PROMPT:
When you copy the records, keep every word exact and leave the pictures out.

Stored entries
- Opening Delimiter -

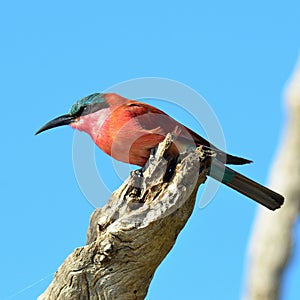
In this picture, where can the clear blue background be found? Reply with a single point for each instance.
(237, 55)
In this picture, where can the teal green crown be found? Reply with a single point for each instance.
(86, 101)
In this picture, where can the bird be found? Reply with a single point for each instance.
(128, 130)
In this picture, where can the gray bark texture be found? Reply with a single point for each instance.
(130, 236)
(272, 238)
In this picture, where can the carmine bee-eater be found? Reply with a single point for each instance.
(127, 130)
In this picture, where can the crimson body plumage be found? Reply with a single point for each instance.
(127, 130)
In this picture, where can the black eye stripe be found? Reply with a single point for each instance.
(91, 108)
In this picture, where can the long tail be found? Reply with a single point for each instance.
(246, 186)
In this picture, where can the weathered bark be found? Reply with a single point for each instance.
(272, 238)
(130, 236)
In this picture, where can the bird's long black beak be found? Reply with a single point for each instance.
(60, 121)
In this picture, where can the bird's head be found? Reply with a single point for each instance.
(85, 115)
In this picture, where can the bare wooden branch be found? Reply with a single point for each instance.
(131, 235)
(272, 240)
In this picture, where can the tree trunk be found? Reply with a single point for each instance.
(272, 238)
(129, 237)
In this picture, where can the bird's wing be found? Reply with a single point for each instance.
(156, 121)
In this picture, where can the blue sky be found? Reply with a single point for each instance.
(237, 55)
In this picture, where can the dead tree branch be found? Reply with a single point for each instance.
(130, 236)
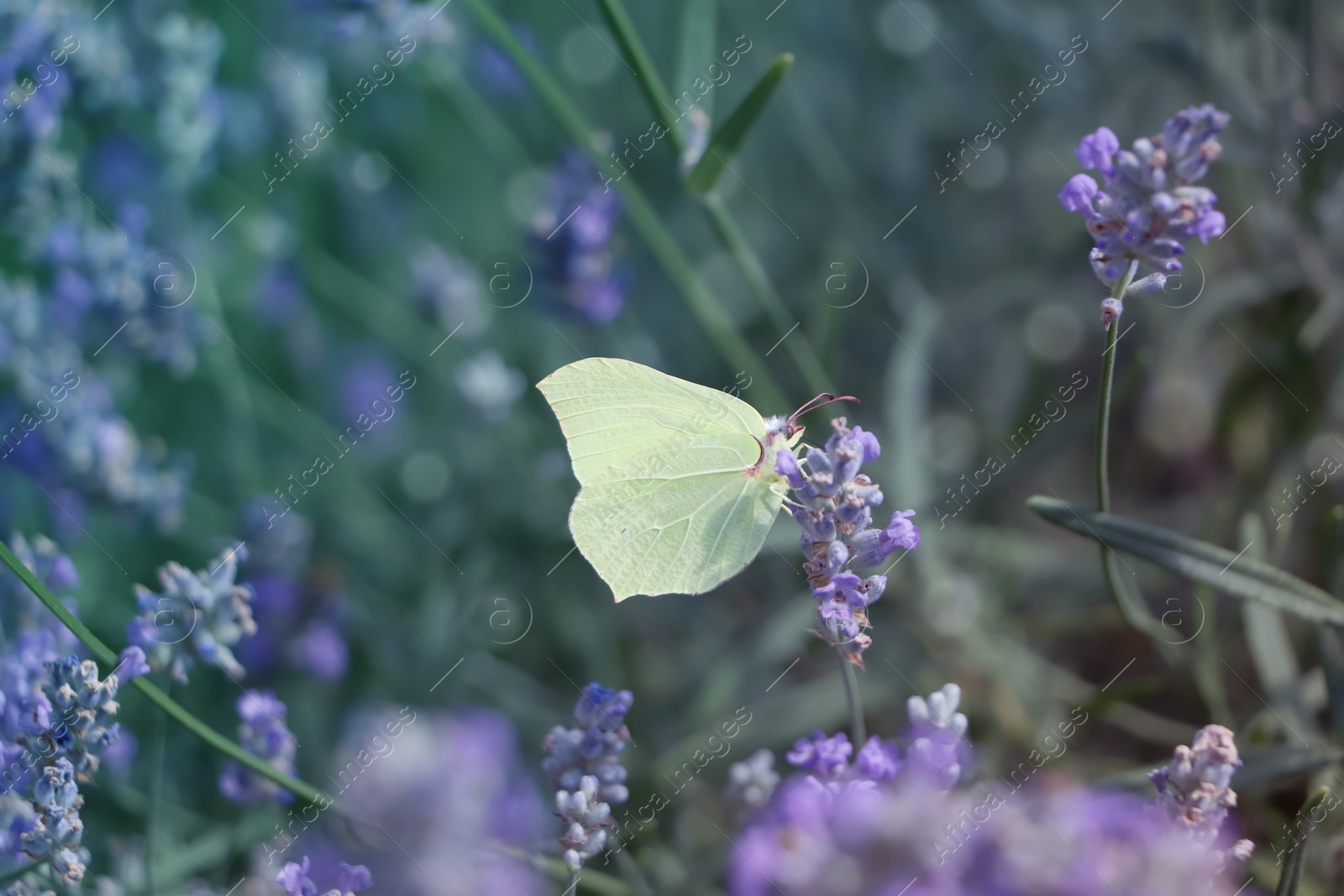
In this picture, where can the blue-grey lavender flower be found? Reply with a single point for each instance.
(584, 763)
(753, 781)
(57, 829)
(593, 745)
(452, 795)
(262, 734)
(1194, 789)
(937, 735)
(1148, 202)
(71, 718)
(190, 110)
(488, 385)
(586, 820)
(198, 617)
(833, 506)
(573, 237)
(349, 879)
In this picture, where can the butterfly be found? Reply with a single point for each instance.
(679, 488)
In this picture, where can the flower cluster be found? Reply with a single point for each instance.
(882, 825)
(584, 763)
(457, 799)
(262, 734)
(198, 617)
(571, 234)
(833, 503)
(1194, 789)
(58, 720)
(1148, 202)
(297, 609)
(349, 879)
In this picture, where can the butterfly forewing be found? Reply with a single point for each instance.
(612, 411)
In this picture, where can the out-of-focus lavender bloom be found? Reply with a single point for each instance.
(450, 790)
(585, 768)
(1194, 789)
(1148, 202)
(753, 781)
(864, 832)
(937, 735)
(833, 506)
(58, 720)
(573, 235)
(349, 879)
(449, 288)
(198, 617)
(190, 112)
(262, 734)
(490, 385)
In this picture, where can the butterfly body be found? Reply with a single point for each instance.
(678, 479)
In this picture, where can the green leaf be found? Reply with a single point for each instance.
(698, 29)
(1220, 567)
(729, 137)
(1292, 875)
(638, 58)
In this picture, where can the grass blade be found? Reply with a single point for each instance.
(1191, 558)
(705, 307)
(699, 22)
(727, 139)
(651, 83)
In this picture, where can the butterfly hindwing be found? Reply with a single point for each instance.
(676, 524)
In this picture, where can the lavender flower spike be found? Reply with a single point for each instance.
(584, 763)
(1194, 789)
(198, 617)
(1148, 203)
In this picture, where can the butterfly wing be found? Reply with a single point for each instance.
(613, 411)
(678, 521)
(678, 490)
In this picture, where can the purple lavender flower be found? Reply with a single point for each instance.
(198, 617)
(573, 235)
(823, 757)
(452, 793)
(833, 506)
(584, 763)
(753, 781)
(349, 879)
(880, 828)
(1194, 789)
(1148, 202)
(262, 734)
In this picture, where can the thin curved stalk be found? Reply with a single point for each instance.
(1131, 605)
(851, 692)
(178, 712)
(703, 305)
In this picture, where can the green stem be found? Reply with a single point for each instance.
(851, 694)
(1108, 375)
(699, 300)
(195, 726)
(753, 270)
(156, 795)
(647, 76)
(1131, 604)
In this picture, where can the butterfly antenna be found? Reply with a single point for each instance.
(822, 401)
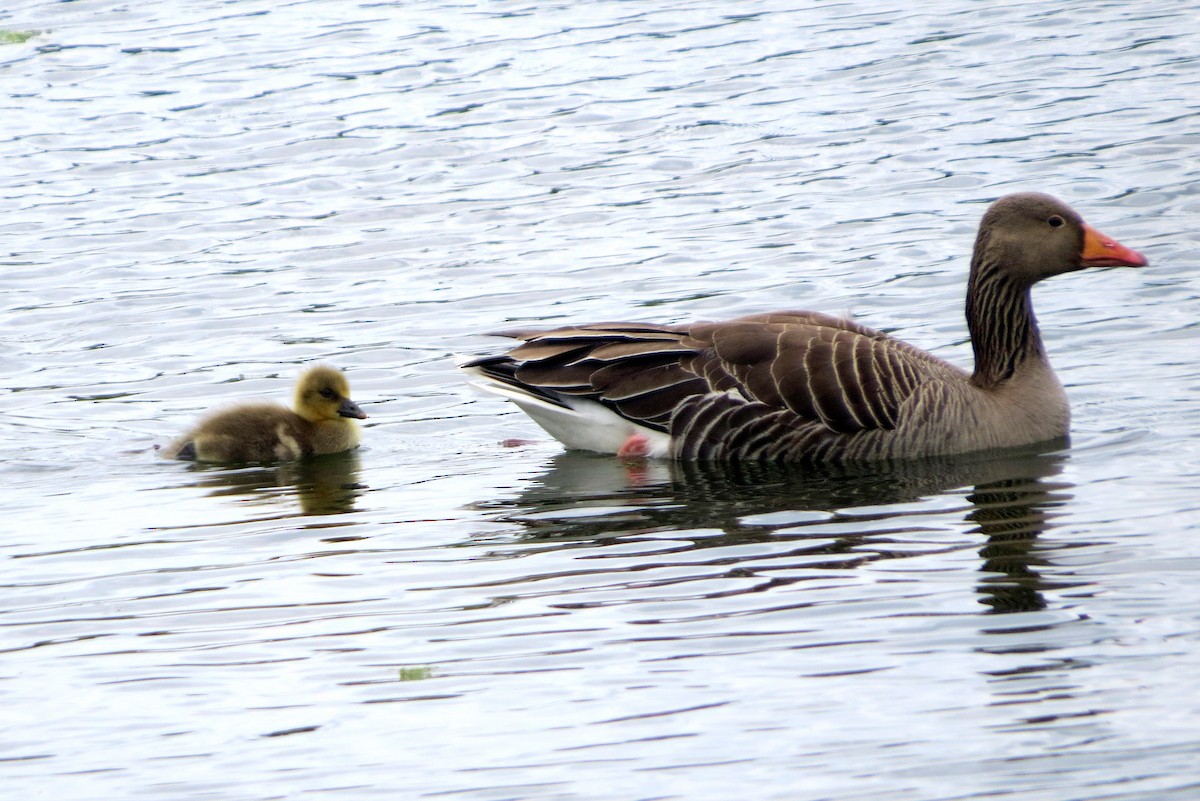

- Closing Delimiter -

EXERCISE ANSWER:
In this picture, where can the clear blue background be found? Reply with a single point for each instance.
(237, 55)
In this picture, where can the teal green crown be found? Reply with a single point for each instance.
(86, 101)
In this picture, where can the bird be found? Reply with a single point for each instance.
(128, 130)
In this picture, where can the gray bark texture be found? Reply with a single point for each instance.
(130, 236)
(272, 238)
In this picture, where can the carmine bee-eater be found? Reply with a single point for each instance.
(127, 130)
In this picture, where can the crimson body plumage be found? Reply with a single point for each instance.
(127, 130)
In this picture, where can the black eye stripe be found? Reply with a single point for each instance.
(91, 108)
In this picture, where can the long tail be found? Reply with a single point for each instance.
(246, 186)
In this picture, where can the weathered bark be found? Reply with a single point for each instance.
(272, 238)
(130, 236)
In this picture, where can the bird's long black beak be found? Reply with a single point for each instance.
(60, 121)
In this picture, where can the bird's head be found? Reply with a single point for each instance.
(85, 115)
In this picture, where can the bare wooden branch be found? Reply with a single point for each instance.
(131, 235)
(272, 240)
In this picture, where can the tree trunk be found? Reply with a single point for each instance.
(272, 238)
(129, 237)
In this picture, where can the bird's wing be found? Reply with a single point for each instance.
(156, 121)
In this picture, where can the blue sky be found? Reply with a single point for each instance.
(237, 55)
In this picture, where can the dead tree branch be found? Reply with a single point for each instance.
(130, 236)
In this picture, where can the blue-grey lavender flower be found? Reply with a single point for each instance.
(584, 763)
(753, 781)
(57, 829)
(593, 745)
(452, 795)
(262, 734)
(1194, 789)
(937, 735)
(1148, 202)
(71, 718)
(190, 110)
(488, 385)
(586, 820)
(198, 617)
(833, 506)
(573, 237)
(349, 879)
In this picture, where can the butterfly be found? Reply with a single point for each instance.
(679, 488)
In this picture, where can the flower cluster be found? Reply with a single point for each instance.
(882, 825)
(584, 763)
(457, 799)
(262, 734)
(198, 617)
(571, 234)
(833, 503)
(1194, 789)
(58, 720)
(1148, 202)
(297, 609)
(349, 879)
In this picture, where can the butterfly forewing be found? Reply with a single point for each instance.
(612, 411)
In this picture, where can the out-of-focus lavender bloom be found? Reply with a single point for each instance.
(450, 790)
(585, 768)
(1194, 789)
(1148, 202)
(753, 781)
(864, 832)
(937, 735)
(833, 506)
(58, 720)
(573, 235)
(349, 879)
(449, 288)
(198, 617)
(190, 112)
(262, 734)
(490, 385)
In this picture, where can the butterfly body be found? Reply with a single point for each instance.
(678, 479)
In this picture, where can the green leaf be found? Reply with a single point for each instance.
(698, 29)
(1220, 567)
(729, 137)
(1292, 875)
(638, 58)
In this picture, where can the grass blade be found? Reply with a single point for each instance.
(1191, 558)
(705, 307)
(699, 22)
(727, 139)
(651, 83)
In this picture, where can the butterfly hindwing be found? Reply with a single point for each instance.
(676, 524)
In this picture, where can the lavender flower spike be found? Reply with a single point for each instance.
(584, 763)
(1194, 789)
(198, 617)
(1148, 203)
In this picture, where can the butterfly wing be found? Reply with a single point for each instance.
(613, 411)
(678, 521)
(678, 490)
In this picture, where can the purple lavender flower be found? Reply with a single point for each instance.
(198, 617)
(573, 235)
(823, 757)
(452, 793)
(833, 506)
(584, 763)
(753, 781)
(349, 879)
(880, 828)
(1194, 789)
(1148, 202)
(262, 734)
In this picture, where can the thin curved stalk be found? Reply with a single point for each instance.
(1131, 605)
(851, 692)
(178, 712)
(703, 305)
In this picture, where can the green stem be found? Reply with a single point for each instance.
(851, 694)
(1108, 375)
(699, 300)
(195, 726)
(753, 270)
(156, 795)
(647, 76)
(1131, 604)
In this picture, where can the butterfly antenna be found? Reply with a single point for each instance.
(822, 401)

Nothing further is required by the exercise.